### 読む記事
········
“おじさんと少女の逃避行”は、やがて謎と恐怖渦巻く展開に…長編サスペンスホラー漫画に「終始鳥肌」の声
新型コロナウイルスの影響や、全国的な猛烈な暑さで、なかなかおでかけもしづらかった今年の夏。ウォーカープラスでは、夏の風物詩や涼を感じられる怪談など、夏に読みたい漫画を特集。今回は、「すごい展開」「終始鳥肌」と二転三転するストーリーが反響を呼んだてぃーろんたろん(
@tearontaron
)さんのWEB漫画「この子知りませんか?」を紹介したい。
少女との逃避行は、やがて恐怖の物語に…。累計20万DLのホラー長編
てぃーろんたろんさんが昨年Twitterやpixivなどで投稿した同作。自分で何かを決めたことがない人生を過ごしてきた主人公の「中山良平」が、人生を取り戻すために上司を殴りつけ、職場を飛び出すところから物語は始まる。

数カ月に渡る準備の末、この日のために購入したマイカーで、やりたかったことをやるための旅に出発した良平。だが、その車には思わぬ同乗者がいた。毎日のように職場の裏口に遊びに来ていた小学生の女の子「木口千秋」が忍び込んでいたのだ。
········
### 取り組む課題
記事によると、良平の車に忍び込んでいた小学生の女の子の名前は何か答えなさい。 このあとの行は解答に使いません。

データ抜粋
········
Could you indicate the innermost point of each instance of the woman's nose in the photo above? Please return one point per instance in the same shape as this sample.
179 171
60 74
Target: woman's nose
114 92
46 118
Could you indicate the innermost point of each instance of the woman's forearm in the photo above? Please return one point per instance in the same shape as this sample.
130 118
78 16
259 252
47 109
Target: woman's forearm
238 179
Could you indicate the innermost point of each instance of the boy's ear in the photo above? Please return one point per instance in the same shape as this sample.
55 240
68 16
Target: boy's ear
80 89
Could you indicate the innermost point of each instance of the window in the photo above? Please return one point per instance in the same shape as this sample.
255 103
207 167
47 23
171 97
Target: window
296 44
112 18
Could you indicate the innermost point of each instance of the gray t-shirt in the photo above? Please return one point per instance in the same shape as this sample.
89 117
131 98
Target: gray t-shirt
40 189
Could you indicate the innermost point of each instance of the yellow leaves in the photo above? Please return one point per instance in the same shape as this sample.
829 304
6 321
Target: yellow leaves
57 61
········
### 完成した解答
木口千秋です。